== The records

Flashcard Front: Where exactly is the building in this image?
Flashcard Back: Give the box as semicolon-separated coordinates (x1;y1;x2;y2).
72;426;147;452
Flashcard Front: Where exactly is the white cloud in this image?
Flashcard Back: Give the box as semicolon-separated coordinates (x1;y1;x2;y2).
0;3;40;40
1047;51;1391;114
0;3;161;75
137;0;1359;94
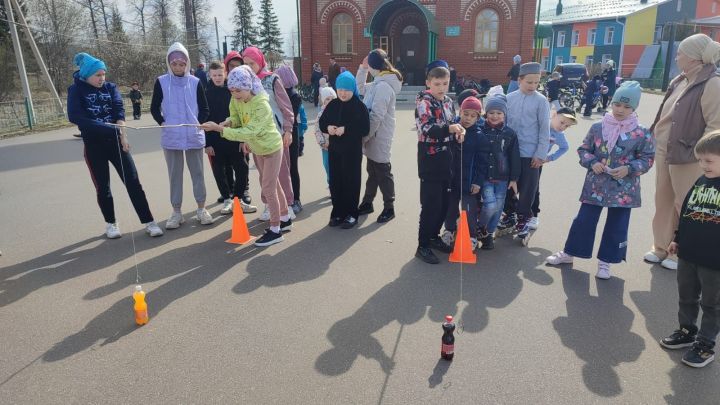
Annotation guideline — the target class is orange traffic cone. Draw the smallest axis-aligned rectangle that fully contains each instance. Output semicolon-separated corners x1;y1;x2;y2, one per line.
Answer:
450;210;477;264
225;197;252;245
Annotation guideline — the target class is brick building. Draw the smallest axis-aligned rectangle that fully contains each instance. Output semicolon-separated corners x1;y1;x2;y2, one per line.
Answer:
300;0;536;85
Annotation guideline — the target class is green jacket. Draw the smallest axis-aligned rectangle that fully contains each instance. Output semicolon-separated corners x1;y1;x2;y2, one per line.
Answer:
222;93;282;156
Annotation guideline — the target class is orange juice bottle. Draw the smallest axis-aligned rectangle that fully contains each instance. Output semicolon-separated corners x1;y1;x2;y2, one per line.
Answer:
133;285;149;325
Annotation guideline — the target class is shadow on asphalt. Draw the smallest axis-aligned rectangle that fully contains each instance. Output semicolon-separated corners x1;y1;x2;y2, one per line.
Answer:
553;266;645;397
630;264;720;405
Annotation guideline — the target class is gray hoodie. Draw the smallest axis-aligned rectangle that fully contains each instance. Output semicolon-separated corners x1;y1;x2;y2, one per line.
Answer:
355;67;402;163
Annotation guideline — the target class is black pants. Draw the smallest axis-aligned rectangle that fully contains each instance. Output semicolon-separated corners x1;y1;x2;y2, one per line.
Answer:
210;140;249;200
416;179;450;247
330;145;362;219
363;158;395;210
84;139;153;223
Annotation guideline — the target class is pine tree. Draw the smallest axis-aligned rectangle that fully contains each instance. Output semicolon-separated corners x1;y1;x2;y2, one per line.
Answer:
258;0;283;55
232;0;258;50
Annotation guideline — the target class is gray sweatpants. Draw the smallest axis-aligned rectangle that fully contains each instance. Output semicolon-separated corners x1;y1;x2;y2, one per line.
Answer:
677;259;720;346
163;149;206;208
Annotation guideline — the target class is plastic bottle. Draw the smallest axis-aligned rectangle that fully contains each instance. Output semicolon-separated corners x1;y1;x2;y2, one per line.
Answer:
440;315;455;361
133;285;150;325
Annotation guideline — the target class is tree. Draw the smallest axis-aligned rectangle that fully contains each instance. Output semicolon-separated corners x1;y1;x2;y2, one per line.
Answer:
232;0;258;49
258;0;283;56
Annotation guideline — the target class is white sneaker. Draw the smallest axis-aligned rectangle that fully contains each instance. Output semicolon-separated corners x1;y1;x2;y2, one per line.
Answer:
197;208;212;225
145;221;163;237
258;204;270;221
240;200;257;214
105;223;122;239
643;251;663;263
440;231;455;246
220;198;233;215
545;250;573;264
595;260;611;280
660;259;677;270
527;217;540;231
165;211;185;229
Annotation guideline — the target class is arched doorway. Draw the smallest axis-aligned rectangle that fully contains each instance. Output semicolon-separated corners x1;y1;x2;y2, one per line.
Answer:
369;0;437;85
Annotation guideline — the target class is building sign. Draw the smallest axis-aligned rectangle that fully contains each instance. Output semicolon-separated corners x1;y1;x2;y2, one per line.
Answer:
445;25;460;37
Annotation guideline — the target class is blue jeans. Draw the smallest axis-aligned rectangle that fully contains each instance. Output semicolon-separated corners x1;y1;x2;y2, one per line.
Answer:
479;181;508;233
564;203;630;263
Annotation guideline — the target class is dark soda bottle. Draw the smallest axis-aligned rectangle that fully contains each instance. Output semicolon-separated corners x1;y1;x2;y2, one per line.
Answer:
440;315;455;361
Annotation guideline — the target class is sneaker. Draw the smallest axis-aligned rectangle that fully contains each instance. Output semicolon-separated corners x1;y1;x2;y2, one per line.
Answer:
165;211;185;229
440;230;455;246
197;208;212;225
415;246;440;264
255;229;285;246
430;238;452;253
595;260;612;280
258;204;270;221
145;221;163;238
240;200;257;214
660;328;695;349
340;215;357;229
378;208;395;224
682;341;715;368
220;198;233;215
660;259;677;270
527;217;540;231
545;250;573;265
105;223;122;239
358;203;375;215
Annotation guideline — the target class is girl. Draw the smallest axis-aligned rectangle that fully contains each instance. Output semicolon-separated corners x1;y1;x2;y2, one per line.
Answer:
202;66;292;246
355;49;403;223
150;42;213;229
320;72;370;229
242;46;295;221
67;53;163;239
546;81;655;280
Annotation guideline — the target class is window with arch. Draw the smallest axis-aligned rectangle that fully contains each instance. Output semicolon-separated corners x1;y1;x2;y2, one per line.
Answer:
332;13;353;54
475;8;500;53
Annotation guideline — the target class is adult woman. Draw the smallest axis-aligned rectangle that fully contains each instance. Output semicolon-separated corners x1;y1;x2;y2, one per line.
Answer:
645;34;720;270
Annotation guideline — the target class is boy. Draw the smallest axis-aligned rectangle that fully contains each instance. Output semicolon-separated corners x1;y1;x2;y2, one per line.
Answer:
205;62;257;215
528;107;577;230
660;131;720;367
498;62;550;244
130;82;142;120
415;60;465;264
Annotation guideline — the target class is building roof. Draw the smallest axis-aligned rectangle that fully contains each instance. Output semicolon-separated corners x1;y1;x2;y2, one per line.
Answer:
540;0;670;25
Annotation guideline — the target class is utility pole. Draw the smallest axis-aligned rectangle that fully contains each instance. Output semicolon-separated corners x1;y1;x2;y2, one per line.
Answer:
4;0;35;129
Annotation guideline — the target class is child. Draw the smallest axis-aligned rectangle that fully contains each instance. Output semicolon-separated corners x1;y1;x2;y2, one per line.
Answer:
546;81;655;280
320;72;370;229
150;42;213;229
202;66;292;246
355;49;402;223
205;62;257;215
242;46;295;221
442;90;488;250
315;86;337;186
130;82;142;120
415;60;465;264
528;107;577;230
660;131;720;367
67;53;163;239
499;62;550;244
478;94;520;250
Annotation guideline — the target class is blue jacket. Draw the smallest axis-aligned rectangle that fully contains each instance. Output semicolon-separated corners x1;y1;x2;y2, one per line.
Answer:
67;72;125;143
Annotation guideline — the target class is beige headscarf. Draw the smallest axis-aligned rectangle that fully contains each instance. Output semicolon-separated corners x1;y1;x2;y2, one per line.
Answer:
678;34;720;65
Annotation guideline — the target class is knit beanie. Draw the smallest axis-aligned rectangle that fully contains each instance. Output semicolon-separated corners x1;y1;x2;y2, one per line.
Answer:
612;81;642;110
678;34;720;64
73;52;107;80
485;94;507;116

====

▸ Short exercise:
Copy out all of the rows above word for word, leaving out the pictures.

▸ Answer to the exercise:
Flashcard Front: Where exactly is the building in this image?
Flashcard Back: Give the box as semicolon-separated coordinates (x1;y1;x2;y2).
72;426;147;452
Flashcard Front: Where exactly is the white cloud in this image?
Flashcard Back: Give the box as semicolon-separated coordinates (x1;y1;x2;y2).
0;3;40;40
1047;51;1391;114
0;3;161;75
137;0;1359;94
Annotation guideline — the target class is orange traffic cone. Draw the smallest axis-aligned rectangle that fully contains each instance. Output semicolon-separated corners x1;y1;x2;y2, one per line.
Answer:
450;210;477;264
225;197;252;245
Annotation guideline — the target class is brick building. Draw the smallest axis-aligned rectangle that fully contains each instance. Output semicolon-separated corners x1;y1;x2;y2, one per line.
Answer:
300;0;536;85
Annotation guideline — the target class is green jacket. Draw the smallest axis-aligned rectangle that fully contains each instance. Output semicolon-separated corners x1;y1;x2;y2, one per line.
Answer:
222;93;282;156
Annotation guideline — the target class is orange juice bottle. Draw the smallest axis-aligned rectangle that fully contains each instance. Output semicolon-separated corners x1;y1;x2;y2, one per line.
Answer:
133;285;149;325
Annotation guideline — the target class is shadow on asphalt. Draw the smallest axis-aligned rectangle that fully contains each instance. Output semicolon-separated corners x1;y1;x2;y2, one per line.
Answer:
553;266;645;397
630;264;720;405
Annotation guideline — the target class is gray hoodie. Draw the smallest axis-aligned rectangle that fully contains each instance. Output semicolon-separated corners x1;y1;x2;y2, one per line.
Answer:
355;67;402;163
Annotation guideline — the target class is black pants. Draw the smallest axis-aligned rectangle that fully contains each instance. Output semicolon-separated corners x1;y1;x2;y2, one per line.
Answer:
210;140;249;200
416;179;450;247
330;145;362;219
363;158;395;210
84;139;153;223
Annotation guideline — the target class is pine tree. Draw the smallest axis-aligned rectangle that fully contains each instance. Output semicolon-separated corners x1;y1;x2;y2, one per line.
Answer:
258;0;283;55
232;0;258;50
Annotation guideline — the target class is gray sweatpants. Draw the smallest axis-aligned rectangle that fully contains each instance. Output semicolon-separated corners x1;y1;x2;y2, one per line.
Answer:
677;259;720;346
163;149;206;208
Annotation guideline — the target class is plastic bottle. Draw the smallest axis-aligned rectangle that fully contains each instance. Output semicolon-separated corners x1;y1;x2;y2, one per line.
Answer:
440;315;455;361
133;285;150;325
Annotation guideline — the target class is tree. Draw the smallest axis-aligned rectangle that fully contains each instance. Output semicolon-separated corners x1;y1;x2;y2, one per line.
Answer:
232;0;258;49
258;0;283;56
Annotation guideline — the target class is white sneaker. Draw the smallest axis-aligned rectangle that fully contains each instance. Output semicolon-separated corners x1;y1;x2;y2, one per line.
Answer:
197;208;212;225
145;221;163;237
258;204;270;221
240;200;257;214
105;223;122;239
643;251;663;263
440;231;455;246
220;198;233;215
545;250;573;264
595;260;611;280
660;259;677;270
527;217;540;231
165;211;185;229
Annotation guideline — the target class is arched doorway. Draw the smallest axis-aligned rectangle that fully contains each instance. Output semicolon-separated corners x1;y1;x2;y2, one per line.
Answer:
369;0;437;85
Annotation guideline — the target class is building sign. Draw the smallest axis-aligned rectangle that fully contains each instance. Output semicolon-separated corners x1;y1;x2;y2, one per line.
Answer:
445;25;460;37
Annotation guideline — the target class is blue jeans. Draw the smallest axis-aligned rectangle that fully contains each instance. Output semicolon-separated corners x1;y1;x2;y2, one per line.
Answer:
479;181;508;233
564;203;630;263
Annotation guideline — the target class is dark soda bottle. Draw the smallest axis-aligned rectangle that fully contains each instance. Output semicolon-separated corners x1;y1;x2;y2, one per line.
Answer:
440;315;455;361
Annotation guideline — the target class is sneaker. Draw the smallest axis-aligned rectangle that fully contains each instance. Output semicolon-separated corners x1;y1;x2;y2, one per line.
Answer:
165;211;185;229
440;230;455;246
197;208;212;225
415;246;440;264
255;229;285;246
430;238;452;253
595;260;612;280
258;204;270;221
145;221;163;238
240;200;257;214
660;328;695;349
340;215;357;229
378;208;395;224
682;341;715;368
220;198;233;215
660;259;677;270
527;217;540;231
545;250;573;265
105;223;122;239
358;203;375;215
Annotation guideline — the target class is girl. Draw the smallest axis-aligned rectangle that fully contains each instance. Output semicolon-separated corners x1;y1;x2;y2, one per line.
Answer:
202;66;292;246
355;49;403;223
150;42;213;229
320;72;370;229
242;46;295;221
67;53;163;239
546;81;655;280
Annotation guideline — the target class is window with arch. Draw the smallest axis-aligned rectangle that fully contains each instance. Output semicolon-separated corners x1;y1;x2;y2, one per line.
Answer:
332;13;353;54
475;8;500;53
Annotation guideline — the target class is adult woman. Draw the smallest axis-aligned rectangle that fully contains each instance. Output semicolon-separated corners x1;y1;x2;y2, one per line.
Answer:
645;34;720;270
Annotation guideline — the target class is boy. Draw the smallest axis-aligned rectangle that fully contains each instance. Output semicolon-separated corners x1;y1;x2;y2, one per line.
Answer:
205;62;257;215
528;107;577;230
660;131;720;367
498;62;550;244
130;82;142;120
415;60;465;264
Annotation guideline — the target class is building roof. Draw the smallest axis-aligned rectangle that fully contains each instance. Output semicolon-separated corners x1;y1;x2;y2, one per line.
Answer:
540;0;670;25
Annotation guideline — the target class is utility pole. Draw the smallest axis-aligned rectangle that fully contains each instance. Output semicolon-separated corners x1;y1;x2;y2, one per line.
Answer:
4;0;35;129
Annotation guideline — the target class is child. Draw the smallest axis-aligned rectangle that fully contains each instance. Output semicolon-separated corners x1;y1;x2;y2, one per line.
Answer:
546;81;655;280
320;72;370;229
150;42;213;229
202;66;292;246
355;49;402;223
205;62;257;215
242;46;295;221
442;90;488;250
315;86;337;186
130;82;142;120
415;60;465;264
528;107;577;230
660;131;720;367
67;53;163;239
499;62;550;244
478;94;520;250
Annotation guideline — the target class is blue jacket. Draw the smallest axis-aligned rectangle that fully contains each instance. Output semicolon-separated corners x1;y1;x2;y2, one per line.
Answer:
67;72;125;143
Annotation guideline — the target class is beige headscarf. Draw the smallest axis-aligned rectangle that fully contains each instance. Output semicolon-separated corners x1;y1;x2;y2, one per line.
Answer:
678;34;720;65
Annotation guideline — the target class is knit beanie. Draw the smallest axis-aligned rectangle that fully contains each instance. Output semicolon-separated corners x1;y1;x2;y2, one per line.
Answer:
612;81;642;110
678;34;720;64
73;52;107;80
485;94;507;116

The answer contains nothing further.